[Exercise brief]:
This exercise asks for a copy of each line in the records below with the word "Target" in it.

Start of Data for processing

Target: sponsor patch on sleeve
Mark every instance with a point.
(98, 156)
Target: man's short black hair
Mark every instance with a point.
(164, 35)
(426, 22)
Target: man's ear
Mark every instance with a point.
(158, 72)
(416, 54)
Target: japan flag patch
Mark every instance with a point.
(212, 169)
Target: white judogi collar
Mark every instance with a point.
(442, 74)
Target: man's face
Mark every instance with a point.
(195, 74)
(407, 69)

End of Data for processing

[Task response]:
Target: sponsor patch on sleeve
Target: man's short black hair
Target: man's ear
Target: japan flag patch
Target: white judogi collar
Target: man's face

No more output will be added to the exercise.